>> begin Passage shown
There's no difference, in the end, in terms of risk of loss, between currency hedging or not. It's an illusion (in fact I bet hedging has a higher risk due to the costs associated of doing so).
Hi Ramin, I felt like covered call funds would help mitigate risk for medium term, which is my horizon. I am still kind of on the fence about it (as you may know from my previous comments) but it still seems like a safer bet than pure equity funds or leveraged CEF's (which i like for their income production but not for expenses or leverage). Currently I have a lot of JEPI, QYLD, RYLD and HNDL. My portfolio is only down 1.7% for the year so I guess it has been a good strategy at least for this year.
Can you share your code on GitHub? Would like to see how you generated this data. The other dimension would be to plot those distributions for different horizons.
Great video as usual
Could you do one about REITs? They look really cheap atm
Again a very helpfull presentation on the mechanisms which influence investment results. Congratulations on the briljant didactic effort!
>> end Passage shown
>> begin Data supplied
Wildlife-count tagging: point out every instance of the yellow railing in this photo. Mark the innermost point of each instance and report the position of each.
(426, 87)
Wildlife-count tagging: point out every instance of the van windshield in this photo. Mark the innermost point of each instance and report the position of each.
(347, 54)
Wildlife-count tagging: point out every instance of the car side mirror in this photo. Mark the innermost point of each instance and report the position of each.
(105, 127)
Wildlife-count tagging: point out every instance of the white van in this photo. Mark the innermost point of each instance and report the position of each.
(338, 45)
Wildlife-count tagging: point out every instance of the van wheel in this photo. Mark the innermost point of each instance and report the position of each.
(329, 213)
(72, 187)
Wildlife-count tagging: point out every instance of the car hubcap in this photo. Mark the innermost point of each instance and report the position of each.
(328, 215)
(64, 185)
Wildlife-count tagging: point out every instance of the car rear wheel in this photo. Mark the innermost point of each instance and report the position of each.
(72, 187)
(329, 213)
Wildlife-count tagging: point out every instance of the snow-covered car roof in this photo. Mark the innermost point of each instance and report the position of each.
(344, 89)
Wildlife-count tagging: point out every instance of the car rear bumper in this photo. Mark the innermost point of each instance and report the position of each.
>> end Data supplied
What is asked:
1. Please extract every line of the records word for word.
2. Continue the investing comments from their last line.
The records have no connection to the text.

Answer set:
1.
Wildlife-count tagging: point out every instance of the yellow railing in this photo. Mark the innermost point of each instance and report the position of each.
(426, 87)
Wildlife-count tagging: point out every instance of the van windshield in this photo. Mark the innermost point of each instance and report the position of each.
(347, 54)
Wildlife-count tagging: point out every instance of the car side mirror in this photo. Mark the innermost point of each instance and report the position of each.
(105, 127)
Wildlife-count tagging: point out every instance of the white van in this photo. Mark the innermost point of each instance and report the position of each.
(338, 45)
Wildlife-count tagging: point out every instance of the van wheel in this photo. Mark the innermost point of each instance and report the position of each.
(329, 213)
(72, 187)
Wildlife-count tagging: point out every instance of the car hubcap in this photo. Mark the innermost point of each instance and report the position of each.
(328, 215)
(64, 185)
Wildlife-count tagging: point out every instance of the car rear wheel in this photo. Mark the innermost point of each instance and report the position of each.
(72, 187)
(329, 213)
Wildlife-count tagging: point out every instance of the snow-covered car roof in this photo. Mark the innermost point of each instance and report the position of each.
(344, 89)
Wildlife-count tagging: point out every instance of the car rear bumper in this photo. Mark the innermost point of each instance and report the position of each.

2.
This is really helpful, thank you!
Good video, can you look to add chapters please
I loooove your graphs ramen, best noodle man about
Really good video. I have the 40% markets / 60% bonds fund which I use for 15% of my portfolio.
I am a long term holder, 5 more years minimum, so don't want too much leaning towards bonds but value having some sort of hedge there.
Do these analysis take inflation into consideration?
In Denmark, we have pension products with built-in benefit guarantee options, e.g. you can decide to turn on the guarantee (secure the benefit) 10 years before retirement (at the price of a risk premium). Moreover, if your goal solely is your own economy buying a life annuity (with no guarantee) is an option since you earn the negative death risk premium (which increases with age). This extra return can be quite substantial (and even tax-free), especially in a low-interest environment.
I prefer premium bonds to money market funds for short term cash with zero risk, then a few 0-3 treasury bonds and 0-5 corporates. But if I was really risk averse I'd just stick to the premium bonds and hope to win the million in the prize draw 🙂
Totally underestimated topic, many say that you can make money in the long term with stocks, but i don't think so many people have a time horizon of 50+ years. 100% equity portfolios are often not the best advice and I would like to see more contributions for medium term investments, meaning less than 10 years.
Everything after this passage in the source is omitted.